◆ WORK ITEM ◆
Using the line that contains "# spot a pin" as the start, restate each line word for word through the final line of the material below, and return only those.

**********

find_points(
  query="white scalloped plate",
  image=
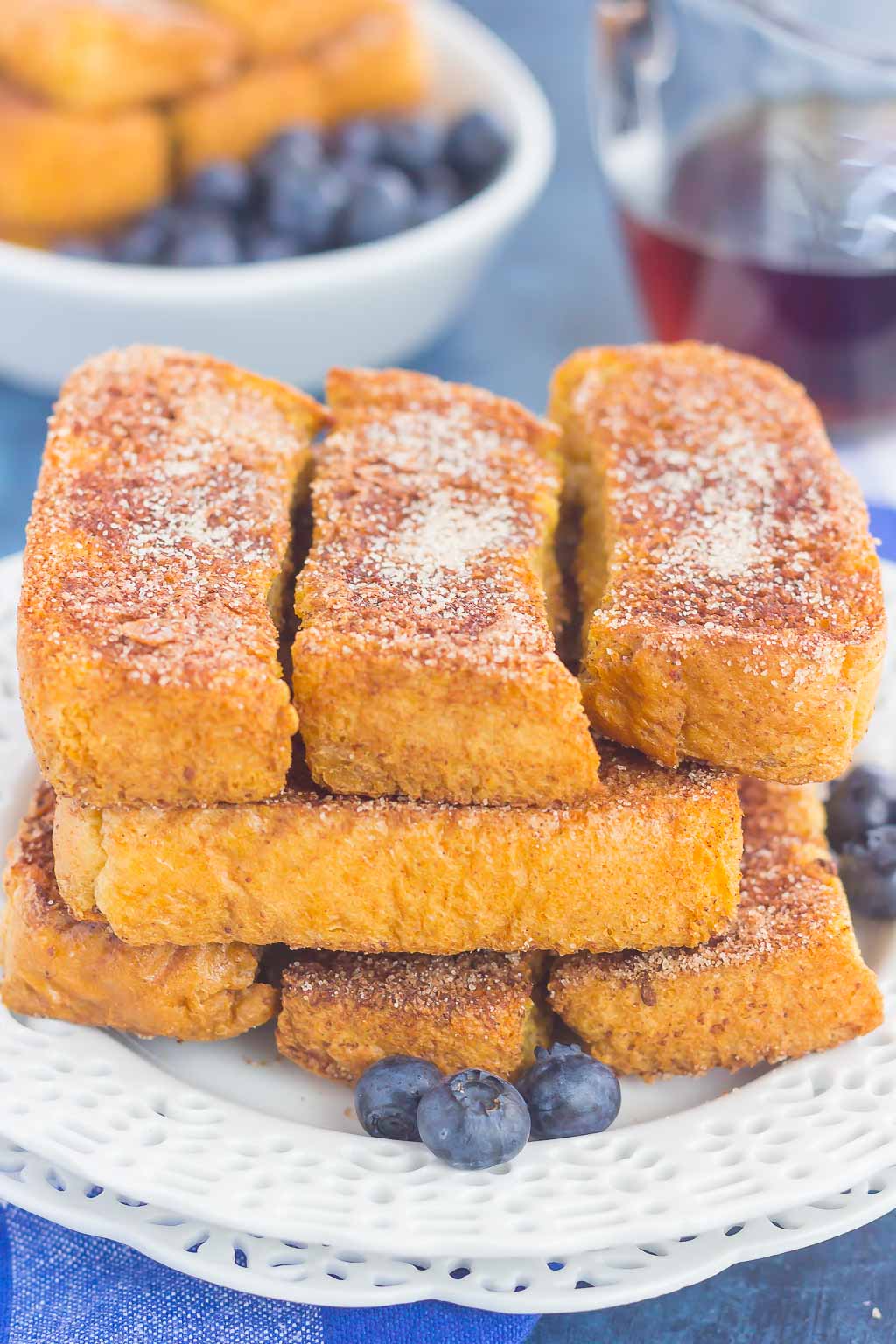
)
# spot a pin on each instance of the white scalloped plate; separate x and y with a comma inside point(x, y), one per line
point(210, 1133)
point(329, 1277)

**********

◆ TASK SOLUTION ◆
# spot a pin on each instance of the white scalloped plate; separate x and y with a comma inside point(x, y), one per line
point(210, 1133)
point(329, 1277)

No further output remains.